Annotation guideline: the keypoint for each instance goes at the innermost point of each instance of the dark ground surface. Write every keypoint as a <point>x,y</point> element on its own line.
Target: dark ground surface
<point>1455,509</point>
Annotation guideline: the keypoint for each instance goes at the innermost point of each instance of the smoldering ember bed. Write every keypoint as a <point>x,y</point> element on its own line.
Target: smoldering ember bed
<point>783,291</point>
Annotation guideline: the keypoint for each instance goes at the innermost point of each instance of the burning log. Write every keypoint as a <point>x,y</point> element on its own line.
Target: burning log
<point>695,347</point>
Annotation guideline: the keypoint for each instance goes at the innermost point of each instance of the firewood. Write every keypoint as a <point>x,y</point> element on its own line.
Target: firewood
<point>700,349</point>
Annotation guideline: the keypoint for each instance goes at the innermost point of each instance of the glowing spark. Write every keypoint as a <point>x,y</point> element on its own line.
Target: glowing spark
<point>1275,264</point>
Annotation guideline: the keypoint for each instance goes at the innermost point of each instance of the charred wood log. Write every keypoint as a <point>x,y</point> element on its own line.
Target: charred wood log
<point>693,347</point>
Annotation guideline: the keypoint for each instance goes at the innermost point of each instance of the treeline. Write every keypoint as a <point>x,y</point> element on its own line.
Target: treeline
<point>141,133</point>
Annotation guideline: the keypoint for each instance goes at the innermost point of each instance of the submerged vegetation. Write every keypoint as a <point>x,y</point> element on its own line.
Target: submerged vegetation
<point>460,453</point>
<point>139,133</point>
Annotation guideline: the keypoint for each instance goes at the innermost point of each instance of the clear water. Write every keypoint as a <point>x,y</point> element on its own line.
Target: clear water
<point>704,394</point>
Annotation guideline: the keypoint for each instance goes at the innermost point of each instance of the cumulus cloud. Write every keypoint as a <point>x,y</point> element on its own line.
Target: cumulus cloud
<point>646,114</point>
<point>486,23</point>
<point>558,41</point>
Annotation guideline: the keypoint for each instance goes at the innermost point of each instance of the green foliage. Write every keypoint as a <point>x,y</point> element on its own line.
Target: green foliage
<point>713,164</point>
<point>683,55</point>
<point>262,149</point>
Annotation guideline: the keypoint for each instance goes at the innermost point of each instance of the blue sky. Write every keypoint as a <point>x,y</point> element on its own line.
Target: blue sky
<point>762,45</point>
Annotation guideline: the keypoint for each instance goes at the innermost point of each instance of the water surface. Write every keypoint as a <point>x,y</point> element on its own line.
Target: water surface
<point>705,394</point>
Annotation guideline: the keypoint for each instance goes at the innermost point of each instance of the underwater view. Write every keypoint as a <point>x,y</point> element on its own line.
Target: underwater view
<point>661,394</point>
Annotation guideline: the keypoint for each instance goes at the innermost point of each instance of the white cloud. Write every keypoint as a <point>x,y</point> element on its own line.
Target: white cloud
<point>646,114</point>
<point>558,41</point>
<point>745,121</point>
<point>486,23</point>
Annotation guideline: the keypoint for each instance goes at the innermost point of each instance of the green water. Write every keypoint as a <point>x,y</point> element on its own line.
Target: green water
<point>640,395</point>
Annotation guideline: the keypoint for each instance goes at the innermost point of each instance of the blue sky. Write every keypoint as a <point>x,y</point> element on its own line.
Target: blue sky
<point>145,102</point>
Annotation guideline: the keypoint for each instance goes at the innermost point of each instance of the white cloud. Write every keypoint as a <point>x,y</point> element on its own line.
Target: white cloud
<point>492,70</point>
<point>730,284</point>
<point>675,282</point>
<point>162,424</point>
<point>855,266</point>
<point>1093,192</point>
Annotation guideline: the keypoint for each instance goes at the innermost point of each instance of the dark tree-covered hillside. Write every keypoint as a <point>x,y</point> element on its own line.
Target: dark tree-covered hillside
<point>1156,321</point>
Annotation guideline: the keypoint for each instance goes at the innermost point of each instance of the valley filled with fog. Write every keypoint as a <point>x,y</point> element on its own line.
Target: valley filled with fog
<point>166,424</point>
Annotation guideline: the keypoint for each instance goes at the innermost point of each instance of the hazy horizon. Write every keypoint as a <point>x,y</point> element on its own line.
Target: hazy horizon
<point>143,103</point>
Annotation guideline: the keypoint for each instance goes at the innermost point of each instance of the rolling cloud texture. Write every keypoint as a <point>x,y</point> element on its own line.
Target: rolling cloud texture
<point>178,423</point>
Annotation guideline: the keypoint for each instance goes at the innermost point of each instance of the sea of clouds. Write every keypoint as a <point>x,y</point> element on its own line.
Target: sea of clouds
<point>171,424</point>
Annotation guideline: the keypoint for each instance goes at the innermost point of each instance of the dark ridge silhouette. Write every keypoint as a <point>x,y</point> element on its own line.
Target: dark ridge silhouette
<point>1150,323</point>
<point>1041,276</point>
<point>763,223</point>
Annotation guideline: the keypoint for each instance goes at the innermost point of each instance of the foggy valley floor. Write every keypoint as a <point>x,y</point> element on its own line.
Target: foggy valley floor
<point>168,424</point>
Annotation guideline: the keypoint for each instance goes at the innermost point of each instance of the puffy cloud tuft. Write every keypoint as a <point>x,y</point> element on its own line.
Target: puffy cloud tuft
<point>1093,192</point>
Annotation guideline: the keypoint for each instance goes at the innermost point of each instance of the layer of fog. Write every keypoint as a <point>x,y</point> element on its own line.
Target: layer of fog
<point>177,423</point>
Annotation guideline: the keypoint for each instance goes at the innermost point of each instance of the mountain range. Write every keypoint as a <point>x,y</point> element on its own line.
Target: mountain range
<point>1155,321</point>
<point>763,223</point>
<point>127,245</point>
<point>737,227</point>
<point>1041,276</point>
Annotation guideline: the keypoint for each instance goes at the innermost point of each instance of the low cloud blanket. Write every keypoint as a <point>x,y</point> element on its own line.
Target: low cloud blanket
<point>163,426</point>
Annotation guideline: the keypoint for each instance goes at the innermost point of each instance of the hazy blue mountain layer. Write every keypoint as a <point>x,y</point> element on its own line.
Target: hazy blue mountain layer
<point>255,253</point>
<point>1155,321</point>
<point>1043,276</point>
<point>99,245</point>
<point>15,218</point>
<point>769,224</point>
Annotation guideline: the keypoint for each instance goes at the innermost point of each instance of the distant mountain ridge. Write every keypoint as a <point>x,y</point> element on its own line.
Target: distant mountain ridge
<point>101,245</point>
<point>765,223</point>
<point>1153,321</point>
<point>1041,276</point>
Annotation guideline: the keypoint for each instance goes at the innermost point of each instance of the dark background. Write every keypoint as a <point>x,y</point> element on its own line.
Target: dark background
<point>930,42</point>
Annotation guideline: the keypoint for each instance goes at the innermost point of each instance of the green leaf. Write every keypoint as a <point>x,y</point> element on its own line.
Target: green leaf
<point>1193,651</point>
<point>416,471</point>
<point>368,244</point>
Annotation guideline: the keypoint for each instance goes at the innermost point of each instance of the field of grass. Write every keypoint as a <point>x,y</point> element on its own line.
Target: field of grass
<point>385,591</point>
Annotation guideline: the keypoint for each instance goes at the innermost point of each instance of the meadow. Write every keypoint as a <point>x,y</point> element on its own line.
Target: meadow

◆ Objective
Can you give all the material above again, switching "innermost point" to "central point" and leaving everything else unchanged?

◆ Response to this exercise
Annotation guideline: the keypoint for each instance goes at the central point of each instance of the dark ground surface. Write every keypoint as a <point>x,y</point> element on its own line.
Target: dark ground surface
<point>1455,509</point>
Annotation guideline: the keypoint for each instance goes at the central point of each instance of the smoldering ember bed. Write every keypoint as a <point>x,y</point> element on its own line.
Target: smoldering ember bed
<point>783,291</point>
Annotation guideline: the keypoint for each instance goes at the central point of each instance of the burning log. Write every keypoint as a <point>x,y</point> element on its own line.
Target: burning log
<point>695,347</point>
Annotation guideline: the keypoint for each instance goes at the central point of each instance of the firewood. Write every keypoint as a <point>x,y</point> element on its own line.
Target: firewood
<point>700,349</point>
Annotation guideline: the keypoint for each instance goes at the central point of each instance of the glowing spark. Write every keypoint as a <point>x,y</point> element on its own line.
Target: glowing spark
<point>1275,264</point>
Annotation guideline: the keypoint for each instance goes at the central point of each instance of the charred wood log. Write every keypoint as a <point>x,y</point> element on its own line.
Target: charred wood log
<point>693,347</point>
Annotation guideline: the keypoint for each instance goes at the central point of each instance of the treeline. Write every keypoint as a <point>x,y</point> element on its own line.
Target: treeline
<point>141,133</point>
Annotation guideline: the keypoint for each instance goes at the central point of each instance of the submerged vegetation. Write every keypoint as a <point>x,y</point> element on its own line.
Target: submerged vegetation
<point>460,453</point>
<point>139,133</point>
Annotation guideline: the keypoint for each instance goes at the central point of each instance of the clear water. Write every keypoint as a <point>x,y</point> element on its own line.
Target: clear water
<point>704,394</point>
Annotation guideline: the keypoint for each instance goes at the central point of each instance of the cumulus cloud. Write every keypoint as a <point>x,y</point> element on its own line.
Target: cumulus cloud
<point>646,114</point>
<point>486,23</point>
<point>558,41</point>
Annotation guideline: the keypoint for each instance goes at the central point of each instance of the green foliage. Write every keypoint as a <point>x,y</point> element on its own line.
Target: green foliage
<point>713,164</point>
<point>683,55</point>
<point>262,149</point>
Annotation guideline: the keypoint for each instance goes at the central point of each instance of the blue sky. Write every keypoint as a <point>x,y</point> element on its own line.
Target: blue sky
<point>762,45</point>
Annotation guideline: the keypoint for each instance goes at the central point of each instance of the water surface. Write every keypoint as a <point>x,y</point> element on its own line.
Target: water surface
<point>705,394</point>
Annotation guideline: the keypoint for each instance goes at the central point of each instance of the underwater view. Write every keypoint as a <point>x,y</point> element on its own line.
Target: underwater view
<point>661,394</point>
Annotation guideline: the keypoint for each instance goes at the central point of each instance of the white cloud. Write every keypoint as a <point>x,y</point> element on its own line.
Target: white cloud
<point>646,114</point>
<point>558,41</point>
<point>745,121</point>
<point>486,23</point>
Annotation guideline: the keypoint for each instance goes at the central point of each instance of the green water. Write every keypoint as a <point>x,y</point> element on its own line.
Target: green water
<point>640,395</point>
Annotation guideline: the keypoint for each instance goes at the central point of each instance of the blue sky. Write every keypoint as a <point>x,y</point> element on its own line.
Target: blue sky
<point>145,102</point>
Annotation guideline: the keypoint for each instance goes at the central point of each instance of the white cloud. Write every keypoint as a <point>x,y</point> element on its own line.
Target: white cloud
<point>492,70</point>
<point>730,284</point>
<point>675,282</point>
<point>162,424</point>
<point>855,266</point>
<point>1093,192</point>
Annotation guideline: the keypoint for each instance goes at the central point of each instance of the dark tree-covered hillside. Write every keypoint as a <point>x,y</point> element on its own line.
Target: dark tree-covered hillside
<point>1156,321</point>
Annotation guideline: the keypoint for each instance goes at the central point of each instance of the valley filled with fog. Write every keypoint as a <point>x,y</point> element on its own line.
Target: valley filled with fog
<point>166,424</point>
Annotation guideline: the keypoint for each instance goes at the central point of each instance of the hazy horizon. Write every keypoint as a <point>x,y</point> element on its own line.
Target: hazy horizon
<point>143,103</point>
Annotation guideline: the keypoint for each instance goes at the central point of each instance of the rolling cloud texture. Write every keypoint as a <point>x,y</point> element on its own line.
Target: rolling cloud texture
<point>178,423</point>
Annotation guideline: the keypoint for each instance goes at the central point of each instance of the sea of clouds. Write every keypoint as a <point>x,y</point> element on its own line.
Target: sea of clouds
<point>171,424</point>
Annotation guideline: the keypoint for each instance goes at the central point of each instance of the dark ridge silhouette. Write every keypoint as a <point>x,y</point> element on its own line.
Target: dark ridge silhouette
<point>1150,323</point>
<point>1041,276</point>
<point>763,223</point>
Annotation guideline: the keypoint for each instance goes at the central point of each instance of the foggy valley floor. Write every keypoint as a <point>x,y</point> element on its own line.
Target: foggy valley floor
<point>168,424</point>
Annotation guideline: the keypoint for each instance goes at the central point of each instance of the puffy cloud tuft. Write every keypoint as a <point>x,y</point> element on its own line.
Target: puffy cloud tuft
<point>1093,192</point>
Annotation guideline: the keypoint for each instance goes at the central point of each instance of the layer of fog. Write every keypoint as a <point>x,y</point> element on its own line.
Target: layer of fog
<point>177,423</point>
Annotation guideline: the keypoint for each instance goes at the central point of each instance of the mountain range. Write every keypoint as a <point>x,y</point> element on its own line.
Target: mountain range
<point>1155,321</point>
<point>763,223</point>
<point>127,245</point>
<point>737,227</point>
<point>1041,276</point>
Annotation guideline: the keypoint for each instance goes at the central point of each instance of the low cloud blanket. Write every keypoint as a <point>x,y</point> element on its own line.
Target: low cloud blanket
<point>163,426</point>
Annotation guideline: the keypoint for each instance goes at the central point of each instance of the hazy blue mountain layer. Write every keypoint as a <point>x,y</point> element on its own line.
Target: hazy blue mountain layer
<point>255,253</point>
<point>1155,321</point>
<point>1043,276</point>
<point>99,245</point>
<point>15,218</point>
<point>769,224</point>
Annotation guideline: the keypoint for each instance goes at the central point of each instance of the distant mountain ridge. Write every keypoint as a <point>x,y</point> element on its own line.
Target: distant mountain ridge
<point>101,245</point>
<point>765,223</point>
<point>1153,321</point>
<point>1041,276</point>
Annotation guideline: the keypoint for each instance goes at the central point of each instance of the dark background. Write every keypoint as a <point>x,y</point> element on its own line.
Target: dark background
<point>930,42</point>
Annotation guideline: the keypoint for each instance goes at the central point of each instance of the green leaf. Write every keypoint as a <point>x,y</point> element on its own line.
Target: green leaf
<point>1193,651</point>
<point>416,471</point>
<point>368,244</point>
Annotation guideline: the keypoint for each instance goes at the central point of each instance of the field of grass. Write every keypoint as a <point>x,y</point> element on its own line.
Target: field of grass
<point>385,591</point>
Annotation guideline: the keypoint for each instance goes at the central point of each instance of the meadow. Write every keypoint as a <point>x,y</point> element on its own line.
Target: meadow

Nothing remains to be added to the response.